Excerpted text ▸

Segment Open

If your mum is anything like mine, she’ll have told you that every sneeze, ache or mouth ulcer was down to your lack of animal protein.
“You’d never have got sick if you ate a bit of chicken,” she’s said to me whenever I’ve complained of a cold.
And it looks like she could be right right; a new study has found that vegans take more sick days than omnivores.
It found that we tend to take almost five days off a year and are three times more likely to visit our GPS than meat eaters.
But that doesn’t necessarily have to mean what many critics have taken as proof that plants are nutrient deficient.?
The research is miniscule
Firstly, this was a survey of 1,000 people by throat lozenge kings, Fisherman’s Friend.
Already, that should be ringing alarm bells. If one per cent of the UK population is vegan, that this group is likely to have included less than 10 vegans in the count – a number too small to count for anything concrete.
Also, veganism is a hot topic now and stories like this are guaranteed to whip up a media frenzy about health and sickness…which a traditional (and possibly waning) cold brand might benefit from.

Segment Closed

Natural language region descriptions
Segment Open

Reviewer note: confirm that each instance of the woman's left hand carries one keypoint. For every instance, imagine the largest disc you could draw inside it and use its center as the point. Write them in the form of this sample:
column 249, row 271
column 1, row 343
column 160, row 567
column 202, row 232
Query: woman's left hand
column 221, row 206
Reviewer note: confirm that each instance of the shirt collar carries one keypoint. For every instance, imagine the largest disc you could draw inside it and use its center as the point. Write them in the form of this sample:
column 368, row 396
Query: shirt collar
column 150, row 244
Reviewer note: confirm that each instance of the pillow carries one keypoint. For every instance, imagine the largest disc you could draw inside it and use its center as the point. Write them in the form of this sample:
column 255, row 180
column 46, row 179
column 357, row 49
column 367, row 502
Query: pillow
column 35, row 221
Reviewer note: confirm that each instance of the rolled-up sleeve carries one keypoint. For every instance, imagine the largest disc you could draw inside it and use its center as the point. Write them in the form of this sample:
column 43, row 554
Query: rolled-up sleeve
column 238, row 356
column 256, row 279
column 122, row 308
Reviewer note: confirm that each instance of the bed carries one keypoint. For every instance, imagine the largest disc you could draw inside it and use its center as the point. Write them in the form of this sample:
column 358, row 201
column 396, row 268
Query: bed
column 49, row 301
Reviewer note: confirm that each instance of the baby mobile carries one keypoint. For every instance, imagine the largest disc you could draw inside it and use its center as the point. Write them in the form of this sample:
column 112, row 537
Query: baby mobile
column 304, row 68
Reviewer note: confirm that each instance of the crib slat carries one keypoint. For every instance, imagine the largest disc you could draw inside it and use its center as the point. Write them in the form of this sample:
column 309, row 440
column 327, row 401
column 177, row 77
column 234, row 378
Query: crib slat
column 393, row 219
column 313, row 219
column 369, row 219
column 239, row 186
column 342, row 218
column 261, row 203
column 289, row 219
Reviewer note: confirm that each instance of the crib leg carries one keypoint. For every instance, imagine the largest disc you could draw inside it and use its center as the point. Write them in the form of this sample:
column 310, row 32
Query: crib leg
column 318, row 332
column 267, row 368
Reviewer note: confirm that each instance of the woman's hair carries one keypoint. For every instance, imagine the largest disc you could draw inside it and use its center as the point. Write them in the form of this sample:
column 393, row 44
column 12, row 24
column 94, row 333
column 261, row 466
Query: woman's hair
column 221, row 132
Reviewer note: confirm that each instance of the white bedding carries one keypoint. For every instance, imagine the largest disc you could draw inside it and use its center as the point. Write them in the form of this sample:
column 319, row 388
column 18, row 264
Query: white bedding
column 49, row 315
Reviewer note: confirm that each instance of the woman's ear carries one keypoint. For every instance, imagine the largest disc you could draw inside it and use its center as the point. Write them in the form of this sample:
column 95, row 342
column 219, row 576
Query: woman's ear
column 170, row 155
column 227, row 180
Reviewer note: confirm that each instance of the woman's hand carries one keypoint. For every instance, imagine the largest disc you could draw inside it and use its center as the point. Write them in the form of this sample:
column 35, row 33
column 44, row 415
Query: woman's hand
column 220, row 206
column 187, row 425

Segment Closed

Problems to solve ▸
**1.** Answer these questions from the article on vegans and sick days:
(a) About how many days off a year does the study say vegans tend to take?
(b) Who carried out the survey?
(c) What share of the UK population does the article give as vegan?
**2.** Return the passage of the article on vegans and sick days from "The research is" up to and including "might benefit from.", copied word for word.
The records are not used in any of the tasks.

Solutions per task ▸
**1.**
(a) Almost five days.
(b) Fisherman's Friend.
(c) One per cent.

**2.**
The research is miniscule
Firstly, this was a survey of 1,000 people by throat lozenge kings, Fisherman’s Friend.
Already, that should be ringing alarm bells. If one per cent of the UK population is vegan, that this group is likely to have included less than 10 vegans in the count – a number too small to count for anything concrete.
Also, veganism is a hot topic now and stories like this are guaranteed to whip up a media frenzy about health and sickness…which a traditional (and possibly waning) cold brand might benefit from.